■ SOURCE DATA:
+++++

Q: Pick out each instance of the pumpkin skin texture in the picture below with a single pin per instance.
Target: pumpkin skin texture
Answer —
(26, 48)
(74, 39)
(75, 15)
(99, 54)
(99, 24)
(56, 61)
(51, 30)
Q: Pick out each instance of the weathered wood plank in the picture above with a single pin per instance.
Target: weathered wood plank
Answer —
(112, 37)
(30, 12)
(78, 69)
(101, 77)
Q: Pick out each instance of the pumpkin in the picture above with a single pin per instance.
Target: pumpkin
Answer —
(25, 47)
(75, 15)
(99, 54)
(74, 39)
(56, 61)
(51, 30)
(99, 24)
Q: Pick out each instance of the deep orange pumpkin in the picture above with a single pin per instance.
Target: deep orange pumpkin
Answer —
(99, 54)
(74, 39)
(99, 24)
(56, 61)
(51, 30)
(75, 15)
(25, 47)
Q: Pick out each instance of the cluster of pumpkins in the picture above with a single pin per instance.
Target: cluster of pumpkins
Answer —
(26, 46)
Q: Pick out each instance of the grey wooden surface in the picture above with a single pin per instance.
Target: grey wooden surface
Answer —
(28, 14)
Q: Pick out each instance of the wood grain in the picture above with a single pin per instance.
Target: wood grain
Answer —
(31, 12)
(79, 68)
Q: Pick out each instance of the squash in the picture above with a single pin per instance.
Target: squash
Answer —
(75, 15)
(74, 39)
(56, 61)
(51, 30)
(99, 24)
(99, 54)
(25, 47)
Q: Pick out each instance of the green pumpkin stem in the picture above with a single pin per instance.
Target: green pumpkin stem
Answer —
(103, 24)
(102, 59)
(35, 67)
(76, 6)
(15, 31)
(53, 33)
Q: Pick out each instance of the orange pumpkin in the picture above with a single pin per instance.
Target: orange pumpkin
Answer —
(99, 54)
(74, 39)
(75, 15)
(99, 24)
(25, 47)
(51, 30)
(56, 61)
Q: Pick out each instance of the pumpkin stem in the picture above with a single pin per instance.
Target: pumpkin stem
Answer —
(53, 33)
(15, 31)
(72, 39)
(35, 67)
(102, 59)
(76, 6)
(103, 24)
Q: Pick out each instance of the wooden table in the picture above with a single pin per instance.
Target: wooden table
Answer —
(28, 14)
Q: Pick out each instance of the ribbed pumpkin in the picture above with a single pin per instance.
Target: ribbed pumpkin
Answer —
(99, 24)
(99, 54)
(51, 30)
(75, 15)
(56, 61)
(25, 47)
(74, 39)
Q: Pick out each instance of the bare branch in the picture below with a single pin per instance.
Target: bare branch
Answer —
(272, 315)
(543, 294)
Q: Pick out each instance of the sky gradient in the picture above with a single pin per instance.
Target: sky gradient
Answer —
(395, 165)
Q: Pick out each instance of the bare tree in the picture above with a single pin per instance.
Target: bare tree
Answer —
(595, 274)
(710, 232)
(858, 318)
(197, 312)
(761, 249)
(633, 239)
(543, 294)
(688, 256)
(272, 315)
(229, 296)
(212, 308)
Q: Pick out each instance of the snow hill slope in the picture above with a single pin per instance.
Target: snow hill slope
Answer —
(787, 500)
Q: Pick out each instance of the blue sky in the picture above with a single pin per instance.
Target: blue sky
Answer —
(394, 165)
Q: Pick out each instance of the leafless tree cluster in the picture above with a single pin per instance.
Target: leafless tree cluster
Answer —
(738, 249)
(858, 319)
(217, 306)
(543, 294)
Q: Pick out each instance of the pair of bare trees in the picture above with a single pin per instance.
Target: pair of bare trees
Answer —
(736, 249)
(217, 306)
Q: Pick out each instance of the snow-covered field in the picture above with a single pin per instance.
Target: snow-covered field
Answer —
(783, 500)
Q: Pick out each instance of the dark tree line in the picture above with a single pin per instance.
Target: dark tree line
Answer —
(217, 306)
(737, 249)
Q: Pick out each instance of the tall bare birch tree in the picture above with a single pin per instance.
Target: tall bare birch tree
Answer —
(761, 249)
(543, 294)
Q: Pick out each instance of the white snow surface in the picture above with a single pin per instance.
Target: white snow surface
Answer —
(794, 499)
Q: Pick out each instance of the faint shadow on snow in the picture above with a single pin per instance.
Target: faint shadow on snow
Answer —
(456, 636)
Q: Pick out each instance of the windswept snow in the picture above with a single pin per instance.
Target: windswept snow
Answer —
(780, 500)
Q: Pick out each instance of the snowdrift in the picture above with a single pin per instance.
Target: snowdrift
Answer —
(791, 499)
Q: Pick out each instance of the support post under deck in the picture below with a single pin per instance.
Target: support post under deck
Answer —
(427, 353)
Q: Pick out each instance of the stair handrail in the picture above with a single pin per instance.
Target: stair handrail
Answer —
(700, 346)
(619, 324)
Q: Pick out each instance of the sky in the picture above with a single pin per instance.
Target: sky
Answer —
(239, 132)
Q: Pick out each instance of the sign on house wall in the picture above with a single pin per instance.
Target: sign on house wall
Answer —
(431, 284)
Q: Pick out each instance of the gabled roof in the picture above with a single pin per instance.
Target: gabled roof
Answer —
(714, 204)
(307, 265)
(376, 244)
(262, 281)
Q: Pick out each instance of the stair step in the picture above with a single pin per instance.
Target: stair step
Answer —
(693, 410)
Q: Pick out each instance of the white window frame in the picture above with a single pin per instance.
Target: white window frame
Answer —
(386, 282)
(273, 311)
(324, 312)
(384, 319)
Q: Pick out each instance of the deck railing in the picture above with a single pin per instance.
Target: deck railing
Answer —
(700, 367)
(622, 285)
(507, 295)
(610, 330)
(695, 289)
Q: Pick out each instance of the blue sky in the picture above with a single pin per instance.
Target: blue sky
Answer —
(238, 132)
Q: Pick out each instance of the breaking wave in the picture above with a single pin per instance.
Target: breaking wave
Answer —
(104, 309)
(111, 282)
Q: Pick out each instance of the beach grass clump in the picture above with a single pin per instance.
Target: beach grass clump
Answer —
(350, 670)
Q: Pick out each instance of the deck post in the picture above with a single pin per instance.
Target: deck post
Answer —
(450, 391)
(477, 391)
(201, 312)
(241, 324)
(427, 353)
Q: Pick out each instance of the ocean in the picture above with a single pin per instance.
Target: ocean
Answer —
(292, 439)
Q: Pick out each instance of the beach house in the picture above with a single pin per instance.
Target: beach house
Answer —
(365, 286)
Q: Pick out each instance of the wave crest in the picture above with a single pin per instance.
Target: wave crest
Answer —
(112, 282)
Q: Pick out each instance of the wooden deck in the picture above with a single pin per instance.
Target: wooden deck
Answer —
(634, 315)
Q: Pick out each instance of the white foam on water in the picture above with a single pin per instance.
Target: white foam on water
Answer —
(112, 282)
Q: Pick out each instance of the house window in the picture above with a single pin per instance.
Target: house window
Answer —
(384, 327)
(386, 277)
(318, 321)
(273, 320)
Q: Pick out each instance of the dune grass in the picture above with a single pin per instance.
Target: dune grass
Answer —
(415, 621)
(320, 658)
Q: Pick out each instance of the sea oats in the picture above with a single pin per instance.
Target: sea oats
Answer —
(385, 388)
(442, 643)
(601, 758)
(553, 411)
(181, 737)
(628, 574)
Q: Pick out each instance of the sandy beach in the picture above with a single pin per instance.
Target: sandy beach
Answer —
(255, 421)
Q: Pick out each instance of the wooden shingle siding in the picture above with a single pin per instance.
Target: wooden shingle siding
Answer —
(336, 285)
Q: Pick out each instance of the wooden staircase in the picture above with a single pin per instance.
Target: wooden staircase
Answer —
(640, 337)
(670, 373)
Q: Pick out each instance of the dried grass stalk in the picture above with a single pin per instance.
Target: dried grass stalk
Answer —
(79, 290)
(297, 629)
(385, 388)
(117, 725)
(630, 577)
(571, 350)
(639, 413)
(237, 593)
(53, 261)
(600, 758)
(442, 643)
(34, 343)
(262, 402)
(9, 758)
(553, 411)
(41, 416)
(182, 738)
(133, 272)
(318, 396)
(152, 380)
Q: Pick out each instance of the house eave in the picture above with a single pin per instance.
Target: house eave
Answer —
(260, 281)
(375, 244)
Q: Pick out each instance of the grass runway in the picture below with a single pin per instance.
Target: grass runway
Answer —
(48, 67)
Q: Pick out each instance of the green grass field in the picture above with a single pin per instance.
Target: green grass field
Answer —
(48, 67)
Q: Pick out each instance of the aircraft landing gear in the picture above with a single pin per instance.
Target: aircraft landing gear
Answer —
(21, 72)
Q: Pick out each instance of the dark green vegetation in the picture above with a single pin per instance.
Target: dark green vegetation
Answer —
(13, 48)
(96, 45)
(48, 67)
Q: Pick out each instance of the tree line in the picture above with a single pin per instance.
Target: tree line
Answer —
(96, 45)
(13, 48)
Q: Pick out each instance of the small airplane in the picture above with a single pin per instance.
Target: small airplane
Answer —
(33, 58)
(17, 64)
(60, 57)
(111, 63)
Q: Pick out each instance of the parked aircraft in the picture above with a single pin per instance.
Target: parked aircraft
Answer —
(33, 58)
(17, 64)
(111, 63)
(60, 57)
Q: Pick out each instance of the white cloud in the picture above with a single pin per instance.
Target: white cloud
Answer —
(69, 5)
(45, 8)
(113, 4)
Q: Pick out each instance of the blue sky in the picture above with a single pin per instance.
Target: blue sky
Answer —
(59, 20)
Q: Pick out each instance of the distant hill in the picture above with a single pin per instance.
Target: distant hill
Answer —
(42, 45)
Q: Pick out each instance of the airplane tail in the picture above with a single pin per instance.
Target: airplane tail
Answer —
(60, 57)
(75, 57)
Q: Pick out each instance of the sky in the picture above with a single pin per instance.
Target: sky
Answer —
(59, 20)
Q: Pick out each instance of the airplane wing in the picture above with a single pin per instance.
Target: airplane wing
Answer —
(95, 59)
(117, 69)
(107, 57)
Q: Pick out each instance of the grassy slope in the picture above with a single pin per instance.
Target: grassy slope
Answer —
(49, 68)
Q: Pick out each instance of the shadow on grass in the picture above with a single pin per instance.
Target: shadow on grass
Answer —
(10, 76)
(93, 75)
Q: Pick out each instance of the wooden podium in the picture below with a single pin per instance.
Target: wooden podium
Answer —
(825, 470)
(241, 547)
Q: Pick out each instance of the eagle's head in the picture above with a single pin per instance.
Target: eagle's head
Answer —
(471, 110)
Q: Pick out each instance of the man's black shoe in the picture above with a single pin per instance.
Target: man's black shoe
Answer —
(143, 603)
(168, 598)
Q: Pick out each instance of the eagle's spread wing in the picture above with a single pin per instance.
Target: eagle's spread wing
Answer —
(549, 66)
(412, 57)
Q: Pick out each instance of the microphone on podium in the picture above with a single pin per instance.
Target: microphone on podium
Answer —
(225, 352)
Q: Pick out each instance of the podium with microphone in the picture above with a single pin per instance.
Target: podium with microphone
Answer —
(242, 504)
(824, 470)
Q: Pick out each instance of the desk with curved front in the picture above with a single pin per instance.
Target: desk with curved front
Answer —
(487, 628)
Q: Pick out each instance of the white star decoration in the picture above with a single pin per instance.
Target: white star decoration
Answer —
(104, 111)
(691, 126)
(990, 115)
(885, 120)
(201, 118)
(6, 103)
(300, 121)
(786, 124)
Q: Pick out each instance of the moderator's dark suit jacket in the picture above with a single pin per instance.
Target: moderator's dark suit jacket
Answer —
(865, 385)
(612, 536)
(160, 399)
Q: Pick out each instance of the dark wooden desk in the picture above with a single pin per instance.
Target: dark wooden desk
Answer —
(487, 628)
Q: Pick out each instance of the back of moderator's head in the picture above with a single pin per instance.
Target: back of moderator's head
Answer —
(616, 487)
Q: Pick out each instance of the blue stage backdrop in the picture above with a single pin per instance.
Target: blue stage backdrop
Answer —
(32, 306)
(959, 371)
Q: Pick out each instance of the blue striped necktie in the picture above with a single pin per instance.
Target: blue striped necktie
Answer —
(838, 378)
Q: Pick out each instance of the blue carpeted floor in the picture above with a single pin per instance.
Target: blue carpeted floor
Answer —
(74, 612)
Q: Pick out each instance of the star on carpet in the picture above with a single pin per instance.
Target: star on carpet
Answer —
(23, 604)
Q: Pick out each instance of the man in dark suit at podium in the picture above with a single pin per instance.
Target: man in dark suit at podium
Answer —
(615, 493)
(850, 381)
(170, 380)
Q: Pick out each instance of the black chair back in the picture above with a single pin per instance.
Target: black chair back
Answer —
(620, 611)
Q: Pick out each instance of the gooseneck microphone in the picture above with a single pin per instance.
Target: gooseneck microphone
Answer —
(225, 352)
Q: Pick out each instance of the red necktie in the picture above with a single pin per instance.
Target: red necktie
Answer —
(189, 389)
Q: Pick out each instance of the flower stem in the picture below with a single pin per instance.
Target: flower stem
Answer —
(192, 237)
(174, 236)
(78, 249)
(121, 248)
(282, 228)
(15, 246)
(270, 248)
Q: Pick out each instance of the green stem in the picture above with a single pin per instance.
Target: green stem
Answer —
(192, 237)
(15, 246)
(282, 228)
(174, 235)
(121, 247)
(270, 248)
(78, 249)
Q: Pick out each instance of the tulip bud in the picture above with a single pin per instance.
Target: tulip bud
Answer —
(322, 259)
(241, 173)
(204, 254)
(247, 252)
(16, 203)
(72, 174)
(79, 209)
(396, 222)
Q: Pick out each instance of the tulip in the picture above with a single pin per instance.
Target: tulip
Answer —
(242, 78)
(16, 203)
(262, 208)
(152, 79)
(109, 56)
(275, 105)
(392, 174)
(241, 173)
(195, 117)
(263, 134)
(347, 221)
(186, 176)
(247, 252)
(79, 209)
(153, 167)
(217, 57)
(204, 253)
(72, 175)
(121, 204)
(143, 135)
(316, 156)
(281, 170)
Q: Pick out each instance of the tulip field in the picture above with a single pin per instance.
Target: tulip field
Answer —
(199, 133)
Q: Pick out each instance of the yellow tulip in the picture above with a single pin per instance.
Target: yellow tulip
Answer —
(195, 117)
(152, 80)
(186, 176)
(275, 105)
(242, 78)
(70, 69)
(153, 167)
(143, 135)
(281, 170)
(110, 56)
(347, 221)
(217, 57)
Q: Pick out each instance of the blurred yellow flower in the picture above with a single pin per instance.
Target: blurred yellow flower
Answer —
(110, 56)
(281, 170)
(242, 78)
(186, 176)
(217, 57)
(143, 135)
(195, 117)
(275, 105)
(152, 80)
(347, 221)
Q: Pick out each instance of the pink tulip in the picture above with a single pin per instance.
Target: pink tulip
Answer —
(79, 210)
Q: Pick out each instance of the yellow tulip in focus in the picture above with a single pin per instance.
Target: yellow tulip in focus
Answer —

+++++

Exactly and only the lines from the one containing "Q: Pick out each instance of the gooseneck" through the end of the material are to be reproduced, both ends included.

■ REPLY TO THE TASK:
Q: Pick out each instance of the gooseneck microphone in the picture above with a single pin per instance.
Target: gooseneck microphone
Answer —
(225, 352)
Q: Pick out each instance of the red necktie in the picture above with a single pin per instance.
Target: red necktie
Answer —
(189, 389)
Q: Pick out each instance of the flower stem in the picture below with a single pin per instance.
Target: flower stem
Answer —
(192, 237)
(174, 236)
(78, 249)
(121, 248)
(282, 228)
(15, 246)
(270, 248)
Q: Pick out each instance of the green stem in the picture above with a single pin per instance.
Target: green stem
Answer —
(192, 237)
(15, 246)
(282, 228)
(174, 235)
(121, 247)
(270, 248)
(78, 249)
Q: Pick out each instance of the tulip bud in the picture above with a single pin per instance.
Target: tulip bud
Answer —
(322, 259)
(241, 173)
(204, 254)
(247, 252)
(16, 203)
(72, 174)
(79, 209)
(396, 222)
Q: Pick out each instance of the tulip in the picture above with a single pin per instance.
Target: tulip
Answer —
(242, 78)
(16, 203)
(262, 208)
(152, 79)
(109, 56)
(275, 105)
(392, 174)
(241, 173)
(195, 117)
(263, 134)
(347, 221)
(186, 176)
(247, 252)
(79, 209)
(153, 167)
(217, 57)
(204, 253)
(72, 175)
(121, 204)
(143, 135)
(316, 156)
(281, 170)
Q: Pick out each instance of the tulip field in the picture above with a single pin per instance.
Target: tulip field
Answer —
(199, 133)
Q: Pick out each instance of the yellow tulip in the picture above with a single pin per instance.
Target: yellow tulip
Answer —
(195, 117)
(152, 80)
(186, 176)
(275, 105)
(242, 78)
(70, 69)
(153, 167)
(143, 135)
(281, 170)
(110, 56)
(347, 221)
(217, 57)
Q: Pick out each instance of the blurred yellow flower in the picture above with a single pin per instance.
Target: blurred yellow flower
Answer —
(110, 56)
(281, 170)
(242, 78)
(186, 176)
(217, 57)
(143, 135)
(195, 117)
(275, 105)
(152, 80)
(347, 221)
Q: Pick out each instance of the pink tulip in the picture above with a single pin per instance.
Target: pink tulip
Answer —
(79, 210)
Q: Pick out each instance of the yellow tulip in focus in the picture above with a single pin per instance.
Target: yellow tulip in focus
Answer —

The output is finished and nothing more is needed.